* PROBLEMA PLANTEADO
Vuelva a escribir, sin alteración alguna, las líneas de los datos desde el comienzo hasta la línea que contiene "97L320 103L317 106L317", ambas incluidas.

* Datos de origen

▼▼▼

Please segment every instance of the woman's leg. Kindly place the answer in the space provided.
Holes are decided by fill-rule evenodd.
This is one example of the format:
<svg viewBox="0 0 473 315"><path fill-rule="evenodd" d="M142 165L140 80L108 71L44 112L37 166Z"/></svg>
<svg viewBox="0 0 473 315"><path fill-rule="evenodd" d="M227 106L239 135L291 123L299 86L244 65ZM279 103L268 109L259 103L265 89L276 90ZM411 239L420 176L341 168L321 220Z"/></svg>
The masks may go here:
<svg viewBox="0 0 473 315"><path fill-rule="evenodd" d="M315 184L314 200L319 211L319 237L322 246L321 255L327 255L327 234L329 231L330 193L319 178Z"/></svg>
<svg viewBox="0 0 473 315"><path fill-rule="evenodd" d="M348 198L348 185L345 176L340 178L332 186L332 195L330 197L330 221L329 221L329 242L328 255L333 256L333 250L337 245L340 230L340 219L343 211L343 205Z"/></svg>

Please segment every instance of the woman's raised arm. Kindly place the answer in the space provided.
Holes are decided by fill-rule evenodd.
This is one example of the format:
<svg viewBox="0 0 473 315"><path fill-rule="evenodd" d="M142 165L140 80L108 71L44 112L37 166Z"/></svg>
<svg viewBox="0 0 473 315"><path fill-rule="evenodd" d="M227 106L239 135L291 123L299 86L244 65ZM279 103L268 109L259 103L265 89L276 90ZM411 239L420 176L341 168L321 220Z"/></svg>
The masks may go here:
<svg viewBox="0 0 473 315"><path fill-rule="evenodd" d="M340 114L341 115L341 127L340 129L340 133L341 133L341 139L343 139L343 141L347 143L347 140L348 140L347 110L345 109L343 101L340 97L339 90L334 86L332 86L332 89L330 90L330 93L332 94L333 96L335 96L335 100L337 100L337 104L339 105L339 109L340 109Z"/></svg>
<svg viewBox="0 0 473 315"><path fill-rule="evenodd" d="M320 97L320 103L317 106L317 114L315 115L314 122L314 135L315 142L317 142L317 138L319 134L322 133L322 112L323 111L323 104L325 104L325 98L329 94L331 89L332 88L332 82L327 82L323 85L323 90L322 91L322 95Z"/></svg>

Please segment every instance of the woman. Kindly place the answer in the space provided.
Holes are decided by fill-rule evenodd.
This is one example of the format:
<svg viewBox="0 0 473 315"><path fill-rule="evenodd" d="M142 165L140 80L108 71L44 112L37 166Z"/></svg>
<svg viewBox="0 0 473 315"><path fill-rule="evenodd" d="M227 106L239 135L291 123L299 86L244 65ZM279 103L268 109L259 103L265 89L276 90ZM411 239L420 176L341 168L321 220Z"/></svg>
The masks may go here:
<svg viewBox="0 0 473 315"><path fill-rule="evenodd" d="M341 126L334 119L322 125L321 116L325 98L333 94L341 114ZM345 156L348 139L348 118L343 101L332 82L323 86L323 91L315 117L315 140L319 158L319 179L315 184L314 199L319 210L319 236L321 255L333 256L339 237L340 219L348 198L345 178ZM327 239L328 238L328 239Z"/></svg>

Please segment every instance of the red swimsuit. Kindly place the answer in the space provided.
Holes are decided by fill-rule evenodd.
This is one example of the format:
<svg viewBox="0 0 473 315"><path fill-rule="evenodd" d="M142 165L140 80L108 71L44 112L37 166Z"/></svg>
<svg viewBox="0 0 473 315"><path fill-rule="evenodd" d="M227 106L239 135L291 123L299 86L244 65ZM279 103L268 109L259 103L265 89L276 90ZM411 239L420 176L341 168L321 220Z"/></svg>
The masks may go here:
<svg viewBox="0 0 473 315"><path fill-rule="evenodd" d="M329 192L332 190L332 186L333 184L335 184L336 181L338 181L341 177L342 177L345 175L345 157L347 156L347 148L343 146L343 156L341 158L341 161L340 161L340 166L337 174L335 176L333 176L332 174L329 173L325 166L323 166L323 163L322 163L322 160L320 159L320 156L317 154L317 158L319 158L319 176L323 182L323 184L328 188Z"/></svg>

▲▲▲

* RESULTADO OBTENIDO
Please segment every instance of the woman's leg. Kindly place the answer in the space provided.
Holes are decided by fill-rule evenodd.
This is one example of the format:
<svg viewBox="0 0 473 315"><path fill-rule="evenodd" d="M142 165L140 80L108 71L44 112L37 166Z"/></svg>
<svg viewBox="0 0 473 315"><path fill-rule="evenodd" d="M227 106L239 135L291 123L299 86L244 65ZM279 103L268 109L259 103L265 89L276 90ZM411 239L420 176L341 168L321 220Z"/></svg>
The masks may go here:
<svg viewBox="0 0 473 315"><path fill-rule="evenodd" d="M315 184L314 200L319 211L319 237L322 246L321 255L327 255L327 234L329 231L330 193L319 178Z"/></svg>
<svg viewBox="0 0 473 315"><path fill-rule="evenodd" d="M348 198L348 185L345 176L340 178L332 186L332 195L330 197L330 221L329 221L329 242L328 255L333 256L333 250L337 245L340 230L340 219L343 211L343 205Z"/></svg>

Please segment every instance of the woman's raised arm. Kindly place the answer in the space provided.
Holes are decided by fill-rule evenodd.
This is one example of the format:
<svg viewBox="0 0 473 315"><path fill-rule="evenodd" d="M142 165L140 80L108 71L44 112L37 166Z"/></svg>
<svg viewBox="0 0 473 315"><path fill-rule="evenodd" d="M227 106L239 135L291 123L299 86L244 65ZM279 103L268 109L259 103L265 89L276 90ZM411 239L420 176L341 168L321 220Z"/></svg>
The masks may go here:
<svg viewBox="0 0 473 315"><path fill-rule="evenodd" d="M340 114L341 115L341 127L340 129L340 133L341 133L341 139L343 139L343 141L347 143L347 140L348 140L347 110L345 109L343 101L340 97L339 90L334 86L332 86L332 89L330 90L330 93L332 94L333 96L335 96L335 100L337 100L337 104L339 105L339 109L340 109Z"/></svg>
<svg viewBox="0 0 473 315"><path fill-rule="evenodd" d="M320 97L320 103L317 106L317 114L315 115L314 122L314 135L315 142L317 142L317 138L319 134L322 133L322 112L323 111L323 104L325 104L325 98L329 94L331 89L332 88L332 82L327 82L323 85L323 90L322 91L322 95Z"/></svg>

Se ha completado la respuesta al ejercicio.